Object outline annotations
□ □ □ □ □

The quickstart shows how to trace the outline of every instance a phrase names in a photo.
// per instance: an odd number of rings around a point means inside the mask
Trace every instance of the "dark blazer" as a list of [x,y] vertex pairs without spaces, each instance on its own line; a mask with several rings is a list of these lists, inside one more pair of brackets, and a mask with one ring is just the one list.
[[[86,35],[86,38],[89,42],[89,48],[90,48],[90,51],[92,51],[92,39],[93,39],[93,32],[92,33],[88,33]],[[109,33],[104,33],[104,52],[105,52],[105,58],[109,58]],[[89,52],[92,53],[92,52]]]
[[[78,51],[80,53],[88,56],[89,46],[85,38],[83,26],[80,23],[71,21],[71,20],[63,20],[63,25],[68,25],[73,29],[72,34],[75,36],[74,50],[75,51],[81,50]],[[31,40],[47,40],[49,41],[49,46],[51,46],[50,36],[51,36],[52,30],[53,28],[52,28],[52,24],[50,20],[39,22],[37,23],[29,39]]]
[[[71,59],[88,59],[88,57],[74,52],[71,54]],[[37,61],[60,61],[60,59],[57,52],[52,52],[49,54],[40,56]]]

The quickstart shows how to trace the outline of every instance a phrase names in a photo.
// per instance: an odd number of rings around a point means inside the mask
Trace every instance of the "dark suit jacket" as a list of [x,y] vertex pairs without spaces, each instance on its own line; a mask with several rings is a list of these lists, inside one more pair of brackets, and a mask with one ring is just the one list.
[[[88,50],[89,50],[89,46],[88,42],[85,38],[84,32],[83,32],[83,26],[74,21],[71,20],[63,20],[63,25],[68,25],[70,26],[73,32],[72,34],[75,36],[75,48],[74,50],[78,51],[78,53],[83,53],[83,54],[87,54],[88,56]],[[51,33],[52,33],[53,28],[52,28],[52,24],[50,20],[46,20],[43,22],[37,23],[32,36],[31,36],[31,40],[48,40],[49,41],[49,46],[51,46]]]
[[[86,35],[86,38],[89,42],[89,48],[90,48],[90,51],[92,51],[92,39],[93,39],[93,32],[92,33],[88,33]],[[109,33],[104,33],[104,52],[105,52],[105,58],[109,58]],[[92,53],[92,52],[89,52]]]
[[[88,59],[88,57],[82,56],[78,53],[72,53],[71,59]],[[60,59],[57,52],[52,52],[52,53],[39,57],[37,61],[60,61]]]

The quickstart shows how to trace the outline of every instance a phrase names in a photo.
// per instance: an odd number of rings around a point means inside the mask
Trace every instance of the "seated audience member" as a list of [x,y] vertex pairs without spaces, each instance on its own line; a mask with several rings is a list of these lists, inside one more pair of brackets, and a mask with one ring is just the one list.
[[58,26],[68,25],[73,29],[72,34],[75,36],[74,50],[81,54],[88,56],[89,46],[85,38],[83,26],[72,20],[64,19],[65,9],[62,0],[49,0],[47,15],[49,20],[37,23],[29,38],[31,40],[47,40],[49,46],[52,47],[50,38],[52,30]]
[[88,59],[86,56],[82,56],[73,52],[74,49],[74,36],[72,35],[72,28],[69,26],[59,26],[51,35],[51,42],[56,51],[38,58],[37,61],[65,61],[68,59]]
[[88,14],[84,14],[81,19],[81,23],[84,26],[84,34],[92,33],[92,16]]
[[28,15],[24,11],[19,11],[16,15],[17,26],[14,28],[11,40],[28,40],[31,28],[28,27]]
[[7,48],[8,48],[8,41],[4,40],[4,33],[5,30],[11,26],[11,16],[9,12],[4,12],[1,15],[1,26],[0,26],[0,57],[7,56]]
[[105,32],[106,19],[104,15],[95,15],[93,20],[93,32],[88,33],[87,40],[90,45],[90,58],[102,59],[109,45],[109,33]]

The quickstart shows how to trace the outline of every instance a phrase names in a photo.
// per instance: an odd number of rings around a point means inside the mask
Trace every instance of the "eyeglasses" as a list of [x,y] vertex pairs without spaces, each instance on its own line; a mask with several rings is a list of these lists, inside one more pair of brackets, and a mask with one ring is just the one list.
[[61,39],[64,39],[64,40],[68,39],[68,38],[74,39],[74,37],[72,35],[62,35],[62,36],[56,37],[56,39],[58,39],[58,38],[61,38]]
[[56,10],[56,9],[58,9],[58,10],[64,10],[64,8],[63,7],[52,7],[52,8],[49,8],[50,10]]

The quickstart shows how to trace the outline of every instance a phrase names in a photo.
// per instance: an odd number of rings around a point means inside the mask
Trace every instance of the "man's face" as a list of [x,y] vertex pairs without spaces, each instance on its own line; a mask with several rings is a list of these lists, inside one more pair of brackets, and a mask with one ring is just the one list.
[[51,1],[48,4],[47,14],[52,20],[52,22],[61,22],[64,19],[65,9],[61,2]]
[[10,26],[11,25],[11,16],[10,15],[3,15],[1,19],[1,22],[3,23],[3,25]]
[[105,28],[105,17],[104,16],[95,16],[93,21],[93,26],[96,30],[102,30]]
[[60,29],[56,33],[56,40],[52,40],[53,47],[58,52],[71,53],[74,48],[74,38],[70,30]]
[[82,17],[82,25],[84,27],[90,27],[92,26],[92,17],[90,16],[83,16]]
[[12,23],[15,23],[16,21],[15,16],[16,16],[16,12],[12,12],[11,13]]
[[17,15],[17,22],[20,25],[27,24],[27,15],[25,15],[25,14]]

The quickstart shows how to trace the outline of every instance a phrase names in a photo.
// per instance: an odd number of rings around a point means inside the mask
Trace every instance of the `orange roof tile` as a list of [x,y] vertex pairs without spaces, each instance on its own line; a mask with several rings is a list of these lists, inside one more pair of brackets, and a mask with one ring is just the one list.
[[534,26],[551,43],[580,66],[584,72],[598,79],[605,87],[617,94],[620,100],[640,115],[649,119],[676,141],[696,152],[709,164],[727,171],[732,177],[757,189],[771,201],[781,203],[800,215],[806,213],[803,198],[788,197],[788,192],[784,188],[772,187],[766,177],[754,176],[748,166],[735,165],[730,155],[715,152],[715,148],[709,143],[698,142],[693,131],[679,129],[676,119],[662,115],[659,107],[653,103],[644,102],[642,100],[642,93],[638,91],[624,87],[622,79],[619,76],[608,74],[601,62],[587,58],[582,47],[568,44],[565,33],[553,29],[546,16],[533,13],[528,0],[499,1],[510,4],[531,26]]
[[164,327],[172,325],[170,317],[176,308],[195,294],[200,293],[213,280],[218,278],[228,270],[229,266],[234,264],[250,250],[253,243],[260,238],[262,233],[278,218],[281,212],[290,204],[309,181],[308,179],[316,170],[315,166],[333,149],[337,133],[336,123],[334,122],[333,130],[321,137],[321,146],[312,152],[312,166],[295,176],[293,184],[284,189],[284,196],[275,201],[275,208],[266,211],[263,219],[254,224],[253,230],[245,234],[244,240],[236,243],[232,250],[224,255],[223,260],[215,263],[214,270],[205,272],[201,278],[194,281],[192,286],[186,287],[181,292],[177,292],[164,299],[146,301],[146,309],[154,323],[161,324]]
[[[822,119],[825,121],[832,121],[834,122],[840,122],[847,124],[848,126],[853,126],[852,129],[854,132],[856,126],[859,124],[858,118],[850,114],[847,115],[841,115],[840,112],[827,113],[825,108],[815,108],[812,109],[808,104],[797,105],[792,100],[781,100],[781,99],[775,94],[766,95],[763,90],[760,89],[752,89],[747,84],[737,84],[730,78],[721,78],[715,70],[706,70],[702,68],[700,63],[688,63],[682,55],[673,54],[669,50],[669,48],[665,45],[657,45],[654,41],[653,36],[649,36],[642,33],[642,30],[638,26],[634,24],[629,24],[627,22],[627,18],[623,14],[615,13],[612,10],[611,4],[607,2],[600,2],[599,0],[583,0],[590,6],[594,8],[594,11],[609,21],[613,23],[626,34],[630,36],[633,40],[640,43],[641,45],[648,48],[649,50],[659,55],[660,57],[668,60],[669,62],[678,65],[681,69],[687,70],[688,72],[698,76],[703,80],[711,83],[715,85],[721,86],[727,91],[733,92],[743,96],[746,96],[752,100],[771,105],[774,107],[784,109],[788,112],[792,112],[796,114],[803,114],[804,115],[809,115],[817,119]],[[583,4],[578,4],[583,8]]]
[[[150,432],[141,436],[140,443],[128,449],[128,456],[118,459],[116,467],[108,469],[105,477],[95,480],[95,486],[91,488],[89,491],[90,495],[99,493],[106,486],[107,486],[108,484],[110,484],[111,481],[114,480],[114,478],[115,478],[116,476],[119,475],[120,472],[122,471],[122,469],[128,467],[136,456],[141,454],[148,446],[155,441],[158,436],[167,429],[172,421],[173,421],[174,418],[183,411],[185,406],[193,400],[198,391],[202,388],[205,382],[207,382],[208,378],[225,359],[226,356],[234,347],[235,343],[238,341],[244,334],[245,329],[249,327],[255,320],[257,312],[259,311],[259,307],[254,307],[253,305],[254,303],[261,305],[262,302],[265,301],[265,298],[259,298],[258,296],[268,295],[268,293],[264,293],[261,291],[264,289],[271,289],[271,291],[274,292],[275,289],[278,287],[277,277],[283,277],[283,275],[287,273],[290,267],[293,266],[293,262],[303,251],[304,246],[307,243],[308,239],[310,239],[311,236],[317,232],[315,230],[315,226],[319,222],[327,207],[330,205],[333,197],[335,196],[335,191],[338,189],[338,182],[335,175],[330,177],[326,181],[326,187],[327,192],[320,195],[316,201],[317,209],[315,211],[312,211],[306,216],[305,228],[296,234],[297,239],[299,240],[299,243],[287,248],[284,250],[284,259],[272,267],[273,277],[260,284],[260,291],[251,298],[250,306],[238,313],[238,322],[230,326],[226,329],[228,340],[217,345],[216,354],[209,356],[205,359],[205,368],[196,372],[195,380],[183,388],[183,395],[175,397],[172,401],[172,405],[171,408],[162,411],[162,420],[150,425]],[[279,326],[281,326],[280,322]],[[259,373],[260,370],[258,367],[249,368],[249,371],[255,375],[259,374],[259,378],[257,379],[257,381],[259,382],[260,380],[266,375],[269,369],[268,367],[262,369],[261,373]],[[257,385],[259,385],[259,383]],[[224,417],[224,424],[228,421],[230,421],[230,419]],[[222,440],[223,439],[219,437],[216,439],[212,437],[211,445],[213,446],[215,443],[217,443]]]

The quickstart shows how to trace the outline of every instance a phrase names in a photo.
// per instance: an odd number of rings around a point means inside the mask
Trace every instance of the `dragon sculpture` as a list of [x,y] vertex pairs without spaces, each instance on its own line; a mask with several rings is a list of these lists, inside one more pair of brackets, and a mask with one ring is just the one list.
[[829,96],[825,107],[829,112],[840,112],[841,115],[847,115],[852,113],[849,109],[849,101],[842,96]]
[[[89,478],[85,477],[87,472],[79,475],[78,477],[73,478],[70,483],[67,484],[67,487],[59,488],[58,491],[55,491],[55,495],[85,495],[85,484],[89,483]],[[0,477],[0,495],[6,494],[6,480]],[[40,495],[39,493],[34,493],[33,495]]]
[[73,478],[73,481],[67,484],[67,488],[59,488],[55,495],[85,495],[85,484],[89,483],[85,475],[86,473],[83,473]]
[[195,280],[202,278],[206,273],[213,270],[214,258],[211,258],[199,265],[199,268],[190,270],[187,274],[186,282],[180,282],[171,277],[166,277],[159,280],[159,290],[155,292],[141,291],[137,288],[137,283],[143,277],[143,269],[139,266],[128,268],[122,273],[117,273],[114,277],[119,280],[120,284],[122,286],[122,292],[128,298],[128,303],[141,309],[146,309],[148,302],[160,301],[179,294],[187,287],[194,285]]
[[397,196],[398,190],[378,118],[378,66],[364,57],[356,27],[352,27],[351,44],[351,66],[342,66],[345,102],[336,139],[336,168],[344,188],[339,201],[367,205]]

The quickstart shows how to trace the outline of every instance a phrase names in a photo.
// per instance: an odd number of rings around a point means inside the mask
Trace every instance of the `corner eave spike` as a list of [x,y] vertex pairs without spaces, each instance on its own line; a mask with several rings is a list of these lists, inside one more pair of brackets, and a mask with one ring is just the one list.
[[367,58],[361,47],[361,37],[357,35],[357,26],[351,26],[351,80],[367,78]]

□ □ □ □ □

Aim of the task: Locate every line of the records above that contains the word "dark" and copy each one out. Case counts.

Task solution:
Trace every instance of the "dark blazer" as a list of [x,y] vertex pairs without spaces, each instance on its own line; a mask with several rings is a list of these lists, inside one more pair of brackets, and a mask with one ring is just the one list.
Trace every instance of the "dark suit jacket" as a list of [x,y] vertex pairs without spaces, each instance on its own line; a mask with several rings is a list of these lists, inside one more pair of brackets, and a mask with one ring is just the one list.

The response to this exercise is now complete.